Problem to work on -
Transcribe the entries exactly as each line appears.

(Data entries)
------------------------------------
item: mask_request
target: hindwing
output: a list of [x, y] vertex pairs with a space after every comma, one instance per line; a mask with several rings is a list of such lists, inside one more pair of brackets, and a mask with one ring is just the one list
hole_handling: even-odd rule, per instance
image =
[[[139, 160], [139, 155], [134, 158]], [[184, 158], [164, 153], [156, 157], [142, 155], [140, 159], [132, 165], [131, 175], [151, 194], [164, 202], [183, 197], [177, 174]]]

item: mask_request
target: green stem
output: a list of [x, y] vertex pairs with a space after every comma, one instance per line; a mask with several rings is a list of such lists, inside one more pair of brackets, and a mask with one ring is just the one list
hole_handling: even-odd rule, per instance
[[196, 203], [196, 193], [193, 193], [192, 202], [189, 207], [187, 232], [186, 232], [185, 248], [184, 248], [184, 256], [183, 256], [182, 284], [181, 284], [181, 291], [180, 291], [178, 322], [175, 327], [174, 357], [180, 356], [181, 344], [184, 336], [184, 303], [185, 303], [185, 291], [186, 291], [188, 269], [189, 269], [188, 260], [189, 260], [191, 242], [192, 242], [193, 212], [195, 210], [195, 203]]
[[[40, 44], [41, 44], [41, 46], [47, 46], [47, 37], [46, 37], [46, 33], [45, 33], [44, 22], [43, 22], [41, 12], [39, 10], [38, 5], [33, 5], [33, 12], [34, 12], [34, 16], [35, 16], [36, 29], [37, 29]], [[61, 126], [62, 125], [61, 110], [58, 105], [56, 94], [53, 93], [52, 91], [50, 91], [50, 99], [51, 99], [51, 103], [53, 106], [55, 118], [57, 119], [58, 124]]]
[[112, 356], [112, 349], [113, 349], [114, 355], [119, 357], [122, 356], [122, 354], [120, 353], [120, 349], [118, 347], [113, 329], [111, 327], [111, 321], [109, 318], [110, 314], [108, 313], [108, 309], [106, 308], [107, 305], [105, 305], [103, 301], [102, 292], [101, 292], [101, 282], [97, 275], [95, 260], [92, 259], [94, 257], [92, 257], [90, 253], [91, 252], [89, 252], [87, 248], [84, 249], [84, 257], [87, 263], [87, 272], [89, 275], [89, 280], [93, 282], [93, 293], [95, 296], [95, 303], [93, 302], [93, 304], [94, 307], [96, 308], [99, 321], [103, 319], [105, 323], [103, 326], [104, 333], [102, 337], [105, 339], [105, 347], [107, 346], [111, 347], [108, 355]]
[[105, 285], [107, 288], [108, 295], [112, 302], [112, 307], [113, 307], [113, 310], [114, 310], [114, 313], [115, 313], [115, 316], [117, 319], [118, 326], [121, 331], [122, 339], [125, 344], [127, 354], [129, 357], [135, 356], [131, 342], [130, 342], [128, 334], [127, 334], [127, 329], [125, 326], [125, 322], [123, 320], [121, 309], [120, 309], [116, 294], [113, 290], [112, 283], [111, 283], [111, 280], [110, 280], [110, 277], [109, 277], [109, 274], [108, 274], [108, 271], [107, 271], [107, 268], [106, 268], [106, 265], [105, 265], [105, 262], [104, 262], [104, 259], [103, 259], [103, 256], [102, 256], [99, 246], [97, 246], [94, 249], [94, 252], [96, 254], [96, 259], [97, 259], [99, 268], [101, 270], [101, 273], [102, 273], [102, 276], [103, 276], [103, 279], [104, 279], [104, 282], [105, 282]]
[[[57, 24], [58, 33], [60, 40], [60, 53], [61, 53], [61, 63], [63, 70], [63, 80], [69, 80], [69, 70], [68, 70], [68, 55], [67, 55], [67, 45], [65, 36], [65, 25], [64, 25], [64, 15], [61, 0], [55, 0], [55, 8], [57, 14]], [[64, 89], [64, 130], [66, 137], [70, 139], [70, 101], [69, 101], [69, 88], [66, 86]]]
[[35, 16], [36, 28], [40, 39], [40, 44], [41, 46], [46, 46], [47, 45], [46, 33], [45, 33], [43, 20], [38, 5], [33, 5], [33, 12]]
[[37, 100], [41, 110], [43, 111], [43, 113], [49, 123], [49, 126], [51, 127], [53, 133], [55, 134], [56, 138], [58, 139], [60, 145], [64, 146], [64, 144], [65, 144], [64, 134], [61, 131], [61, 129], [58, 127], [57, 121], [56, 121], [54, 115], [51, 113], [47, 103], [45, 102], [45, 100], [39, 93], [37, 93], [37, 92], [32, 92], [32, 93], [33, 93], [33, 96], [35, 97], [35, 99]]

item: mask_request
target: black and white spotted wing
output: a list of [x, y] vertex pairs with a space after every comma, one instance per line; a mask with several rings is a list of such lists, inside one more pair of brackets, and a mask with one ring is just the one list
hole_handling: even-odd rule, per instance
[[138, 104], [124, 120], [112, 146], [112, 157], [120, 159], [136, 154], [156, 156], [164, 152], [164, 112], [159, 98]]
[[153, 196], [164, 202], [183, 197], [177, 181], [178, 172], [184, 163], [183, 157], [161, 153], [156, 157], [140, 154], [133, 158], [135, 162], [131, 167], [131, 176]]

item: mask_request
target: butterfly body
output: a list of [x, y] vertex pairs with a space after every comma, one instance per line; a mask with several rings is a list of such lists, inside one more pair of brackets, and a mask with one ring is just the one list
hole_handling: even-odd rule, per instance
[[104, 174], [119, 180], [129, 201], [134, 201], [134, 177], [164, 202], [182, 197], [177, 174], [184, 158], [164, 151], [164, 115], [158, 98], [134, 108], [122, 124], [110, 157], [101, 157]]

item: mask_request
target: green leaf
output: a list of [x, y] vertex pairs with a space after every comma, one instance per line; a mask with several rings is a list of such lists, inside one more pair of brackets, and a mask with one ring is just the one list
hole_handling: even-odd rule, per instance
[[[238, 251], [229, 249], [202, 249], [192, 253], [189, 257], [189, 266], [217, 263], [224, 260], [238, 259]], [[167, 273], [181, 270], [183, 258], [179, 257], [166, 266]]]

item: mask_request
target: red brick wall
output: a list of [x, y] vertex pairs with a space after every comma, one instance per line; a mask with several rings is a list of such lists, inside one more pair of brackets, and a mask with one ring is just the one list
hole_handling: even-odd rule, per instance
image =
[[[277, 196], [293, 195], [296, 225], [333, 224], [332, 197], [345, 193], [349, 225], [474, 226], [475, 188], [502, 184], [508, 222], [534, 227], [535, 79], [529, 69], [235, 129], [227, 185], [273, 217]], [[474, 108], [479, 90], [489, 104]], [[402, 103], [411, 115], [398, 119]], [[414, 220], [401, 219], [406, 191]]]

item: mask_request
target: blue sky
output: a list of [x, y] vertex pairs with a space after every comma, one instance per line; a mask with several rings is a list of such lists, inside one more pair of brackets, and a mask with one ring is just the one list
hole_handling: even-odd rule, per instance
------------------------------------
Response to this task -
item: mask_request
target: hindwing
output: a list of [x, y] vertex pairs with a space after every comma, one instance per line; a mask with several rings is a list of such lists, inside one more pair of brackets, and a mask with one ring is just the one list
hole_handling: even-odd rule, per instance
image =
[[[139, 160], [139, 155], [134, 158]], [[184, 158], [164, 153], [156, 157], [142, 155], [140, 159], [132, 165], [131, 175], [151, 194], [164, 202], [183, 197], [177, 174]]]

item: mask_request
target: green stem
output: a list of [x, y] vertex pairs with a space after every comma, one instance per line; a mask with several rings is a list of such lists, inside one more pair of brackets, and a mask with one ring is just the one list
hole_handling: even-odd rule, per instance
[[196, 203], [196, 193], [193, 193], [192, 202], [189, 207], [187, 232], [186, 232], [185, 248], [184, 248], [184, 256], [183, 256], [182, 284], [181, 284], [181, 291], [180, 291], [178, 322], [175, 327], [174, 357], [180, 356], [181, 344], [184, 336], [184, 303], [185, 303], [185, 291], [186, 291], [188, 269], [189, 269], [188, 260], [189, 260], [191, 242], [192, 242], [193, 212], [195, 210], [195, 203]]
[[[40, 44], [41, 44], [41, 46], [47, 46], [47, 37], [46, 37], [46, 33], [45, 33], [44, 22], [43, 22], [41, 12], [39, 10], [38, 5], [33, 5], [33, 12], [34, 12], [34, 16], [35, 16], [36, 29], [37, 29]], [[61, 126], [62, 125], [61, 110], [58, 105], [56, 94], [53, 93], [52, 91], [50, 91], [50, 99], [51, 99], [51, 103], [53, 106], [55, 118], [57, 119], [58, 124]]]
[[112, 356], [112, 349], [113, 349], [114, 355], [119, 357], [122, 356], [122, 354], [120, 353], [120, 349], [118, 347], [113, 329], [111, 327], [111, 321], [109, 318], [110, 314], [108, 313], [108, 309], [106, 308], [107, 305], [105, 305], [103, 301], [102, 292], [101, 292], [101, 282], [97, 275], [95, 260], [92, 259], [94, 257], [92, 257], [90, 253], [91, 252], [89, 252], [87, 248], [84, 249], [84, 257], [87, 263], [87, 272], [89, 275], [89, 280], [93, 282], [93, 293], [95, 296], [95, 303], [93, 302], [93, 304], [94, 307], [96, 308], [99, 321], [103, 319], [105, 323], [103, 326], [104, 333], [102, 337], [105, 339], [105, 347], [107, 346], [111, 347], [108, 355]]
[[105, 285], [107, 288], [108, 295], [112, 302], [112, 307], [113, 307], [113, 310], [114, 310], [114, 313], [115, 313], [115, 316], [117, 319], [118, 326], [121, 331], [122, 339], [125, 344], [127, 354], [129, 357], [135, 356], [131, 342], [130, 342], [128, 334], [127, 334], [127, 329], [125, 326], [125, 322], [123, 320], [121, 309], [120, 309], [116, 294], [113, 290], [112, 283], [111, 283], [111, 280], [110, 280], [110, 277], [109, 277], [109, 274], [108, 274], [108, 271], [107, 271], [107, 268], [106, 268], [106, 265], [105, 265], [105, 262], [104, 262], [104, 259], [103, 259], [103, 256], [102, 256], [99, 246], [97, 246], [94, 249], [94, 252], [96, 254], [96, 259], [97, 259], [99, 268], [101, 270], [101, 273], [102, 273], [102, 276], [103, 276], [103, 279], [104, 279], [104, 282], [105, 282]]
[[[57, 24], [58, 33], [60, 40], [60, 53], [61, 53], [61, 63], [63, 70], [63, 80], [69, 80], [69, 70], [68, 70], [68, 55], [67, 55], [67, 45], [65, 36], [65, 25], [64, 25], [64, 15], [61, 0], [55, 0], [55, 8], [57, 14]], [[64, 89], [64, 130], [66, 137], [70, 139], [70, 101], [69, 101], [69, 88], [66, 86]]]
[[35, 16], [36, 28], [40, 39], [40, 44], [41, 46], [46, 46], [47, 45], [46, 33], [45, 33], [43, 20], [38, 5], [33, 5], [33, 12]]
[[37, 100], [41, 110], [43, 111], [43, 113], [49, 123], [49, 126], [51, 127], [53, 133], [55, 134], [56, 138], [58, 139], [60, 145], [64, 146], [64, 144], [65, 144], [64, 134], [61, 131], [61, 129], [58, 127], [57, 121], [56, 121], [54, 115], [51, 113], [47, 103], [45, 102], [45, 100], [39, 93], [37, 93], [37, 92], [32, 92], [32, 93], [33, 93], [33, 96], [35, 97], [35, 99]]

item: mask_request
target: black and white spotted wing
output: a list of [x, y] vertex pairs with a space after every comma, one instance per line; a mask with several rings is a list of such lists, inside one more pair of brackets, and a mask with one ring is just the one list
hole_handling: even-odd rule, per instance
[[138, 104], [124, 120], [112, 146], [112, 157], [120, 159], [136, 154], [156, 156], [164, 152], [164, 112], [159, 98]]
[[153, 196], [164, 202], [183, 197], [177, 181], [178, 172], [184, 163], [183, 157], [161, 153], [156, 157], [140, 154], [133, 158], [135, 162], [131, 167], [131, 176]]

item: mask_request
target: butterfly body
output: a list of [x, y] vertex pairs with a space after every comma, one instance per line; a mask with several rings is a list of such lists, inside one more pair of brackets, and a mask with one ring is just the one list
hole_handling: even-odd rule, per instance
[[104, 174], [119, 180], [129, 201], [134, 201], [134, 177], [164, 202], [182, 197], [177, 174], [184, 158], [164, 151], [164, 115], [158, 98], [134, 108], [122, 124], [110, 157], [101, 157]]

item: mask_request
target: green leaf
output: a list of [x, y] vertex pairs with a space after every comma, one instance per line; a mask with several rings is a list of such lists, inside one more pair of brackets, and a mask with one ring is just the one list
hole_handling: even-odd rule, per instance
[[[238, 251], [229, 249], [202, 249], [192, 253], [189, 257], [189, 266], [217, 263], [224, 260], [238, 259]], [[167, 273], [181, 270], [183, 258], [179, 257], [166, 266]]]

item: mask_request
target: red brick wall
output: a list of [x, y] vertex pairs with a space after every comma, one instance per line; a mask with several rings is a list of such lists, inside one more pair of brackets, and a mask with one ring is just the one list
hole_handling: even-odd rule, per instance
image =
[[[277, 196], [293, 195], [296, 225], [333, 224], [332, 197], [345, 193], [349, 225], [474, 226], [475, 188], [502, 184], [508, 222], [534, 227], [535, 79], [529, 69], [235, 129], [227, 185], [273, 217]], [[474, 108], [479, 90], [489, 104]], [[402, 103], [411, 115], [398, 119]], [[414, 220], [401, 219], [406, 191]]]

item: mask_request
target: blue sky
output: a list of [x, y] vertex pairs with a space after every comma, one instance per line; a mask with several rings is a list of such lists, inside one more pair of brackets, and a mask with one ring is just the one list
hole_handling: even-odd rule, per instance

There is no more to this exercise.